▶ **Exercise requirements**
Copy each line of the items below that contains the string "cutting", matching case exactly.

(Collected data entries)

[start]

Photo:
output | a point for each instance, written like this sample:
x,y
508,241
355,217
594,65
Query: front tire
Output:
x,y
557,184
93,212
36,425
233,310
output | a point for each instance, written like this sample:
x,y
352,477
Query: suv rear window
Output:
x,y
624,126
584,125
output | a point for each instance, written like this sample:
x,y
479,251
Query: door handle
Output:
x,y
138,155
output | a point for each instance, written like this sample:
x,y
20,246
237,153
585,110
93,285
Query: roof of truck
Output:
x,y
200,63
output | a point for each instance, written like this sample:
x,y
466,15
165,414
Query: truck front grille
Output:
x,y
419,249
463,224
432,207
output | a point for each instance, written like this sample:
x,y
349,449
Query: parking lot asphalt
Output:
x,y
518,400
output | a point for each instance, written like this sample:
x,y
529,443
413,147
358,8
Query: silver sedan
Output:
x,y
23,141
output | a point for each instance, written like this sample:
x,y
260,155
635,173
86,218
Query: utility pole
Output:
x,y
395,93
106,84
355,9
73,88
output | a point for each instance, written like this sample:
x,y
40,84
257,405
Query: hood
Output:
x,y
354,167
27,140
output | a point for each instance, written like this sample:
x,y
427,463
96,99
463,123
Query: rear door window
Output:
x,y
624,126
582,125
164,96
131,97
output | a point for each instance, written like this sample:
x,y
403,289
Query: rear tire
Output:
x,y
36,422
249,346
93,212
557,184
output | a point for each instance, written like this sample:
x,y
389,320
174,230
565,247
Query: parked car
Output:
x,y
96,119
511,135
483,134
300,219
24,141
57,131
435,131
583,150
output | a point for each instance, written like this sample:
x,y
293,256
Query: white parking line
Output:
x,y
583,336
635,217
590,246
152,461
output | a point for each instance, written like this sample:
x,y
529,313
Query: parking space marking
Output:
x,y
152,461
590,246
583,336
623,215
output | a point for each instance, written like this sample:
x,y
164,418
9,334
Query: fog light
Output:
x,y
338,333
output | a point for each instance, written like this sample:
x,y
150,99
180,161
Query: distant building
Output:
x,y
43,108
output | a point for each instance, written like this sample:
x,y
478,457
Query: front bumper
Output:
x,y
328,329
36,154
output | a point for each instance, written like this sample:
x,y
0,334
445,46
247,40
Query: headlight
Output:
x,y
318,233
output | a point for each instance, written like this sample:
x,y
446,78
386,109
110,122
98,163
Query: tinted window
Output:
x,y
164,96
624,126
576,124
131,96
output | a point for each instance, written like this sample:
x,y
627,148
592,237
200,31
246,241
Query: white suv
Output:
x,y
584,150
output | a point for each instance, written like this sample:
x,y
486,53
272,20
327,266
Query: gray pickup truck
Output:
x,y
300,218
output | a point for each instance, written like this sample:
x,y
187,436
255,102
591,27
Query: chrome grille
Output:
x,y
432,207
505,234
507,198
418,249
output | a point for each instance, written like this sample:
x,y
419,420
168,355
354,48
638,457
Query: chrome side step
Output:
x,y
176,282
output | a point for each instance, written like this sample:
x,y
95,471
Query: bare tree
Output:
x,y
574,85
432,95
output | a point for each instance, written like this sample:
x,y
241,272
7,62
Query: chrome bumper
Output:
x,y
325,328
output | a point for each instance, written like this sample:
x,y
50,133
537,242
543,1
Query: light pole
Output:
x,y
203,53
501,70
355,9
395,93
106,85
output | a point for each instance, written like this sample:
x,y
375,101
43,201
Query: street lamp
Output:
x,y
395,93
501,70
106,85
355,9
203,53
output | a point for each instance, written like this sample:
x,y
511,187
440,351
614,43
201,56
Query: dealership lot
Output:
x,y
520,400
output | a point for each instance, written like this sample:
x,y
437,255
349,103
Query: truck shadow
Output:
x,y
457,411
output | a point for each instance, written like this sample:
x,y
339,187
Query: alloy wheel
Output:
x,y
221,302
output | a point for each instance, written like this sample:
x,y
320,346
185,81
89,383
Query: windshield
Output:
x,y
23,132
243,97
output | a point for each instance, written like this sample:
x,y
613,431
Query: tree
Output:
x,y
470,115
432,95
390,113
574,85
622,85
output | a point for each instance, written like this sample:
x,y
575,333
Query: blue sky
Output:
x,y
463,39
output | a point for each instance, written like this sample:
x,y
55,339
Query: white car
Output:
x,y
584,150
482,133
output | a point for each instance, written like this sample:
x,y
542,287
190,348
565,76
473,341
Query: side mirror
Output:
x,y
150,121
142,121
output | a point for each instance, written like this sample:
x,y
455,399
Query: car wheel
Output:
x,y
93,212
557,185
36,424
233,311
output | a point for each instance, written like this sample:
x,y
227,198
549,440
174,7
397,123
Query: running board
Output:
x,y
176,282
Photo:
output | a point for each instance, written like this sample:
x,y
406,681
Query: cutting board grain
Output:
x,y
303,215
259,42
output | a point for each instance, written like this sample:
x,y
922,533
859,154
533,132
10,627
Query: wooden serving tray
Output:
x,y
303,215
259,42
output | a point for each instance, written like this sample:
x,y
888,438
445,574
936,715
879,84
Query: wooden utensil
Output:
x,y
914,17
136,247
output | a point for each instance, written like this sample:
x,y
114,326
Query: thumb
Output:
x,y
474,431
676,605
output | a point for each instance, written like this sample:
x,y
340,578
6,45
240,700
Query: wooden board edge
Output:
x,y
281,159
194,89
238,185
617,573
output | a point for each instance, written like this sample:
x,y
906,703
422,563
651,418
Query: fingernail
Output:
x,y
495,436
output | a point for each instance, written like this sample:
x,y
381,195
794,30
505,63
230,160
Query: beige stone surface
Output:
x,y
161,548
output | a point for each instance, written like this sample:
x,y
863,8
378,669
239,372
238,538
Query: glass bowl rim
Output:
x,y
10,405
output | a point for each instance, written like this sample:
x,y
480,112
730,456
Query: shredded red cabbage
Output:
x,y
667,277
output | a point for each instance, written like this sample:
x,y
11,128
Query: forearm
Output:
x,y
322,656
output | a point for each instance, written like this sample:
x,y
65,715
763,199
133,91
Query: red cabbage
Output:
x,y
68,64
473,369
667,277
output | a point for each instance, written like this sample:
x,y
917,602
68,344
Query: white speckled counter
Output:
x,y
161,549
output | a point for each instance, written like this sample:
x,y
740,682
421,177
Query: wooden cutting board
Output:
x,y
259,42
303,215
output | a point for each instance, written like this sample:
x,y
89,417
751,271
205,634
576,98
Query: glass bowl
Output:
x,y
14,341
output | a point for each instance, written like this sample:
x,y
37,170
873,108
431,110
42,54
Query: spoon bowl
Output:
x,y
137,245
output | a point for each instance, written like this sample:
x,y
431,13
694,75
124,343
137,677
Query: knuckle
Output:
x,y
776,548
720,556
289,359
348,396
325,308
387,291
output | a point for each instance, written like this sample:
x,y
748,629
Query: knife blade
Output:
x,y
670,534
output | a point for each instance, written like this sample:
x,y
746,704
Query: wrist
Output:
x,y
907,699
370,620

[end]

▶ **Problem solution**
Query: cutting board grain
Query: wooden cutting board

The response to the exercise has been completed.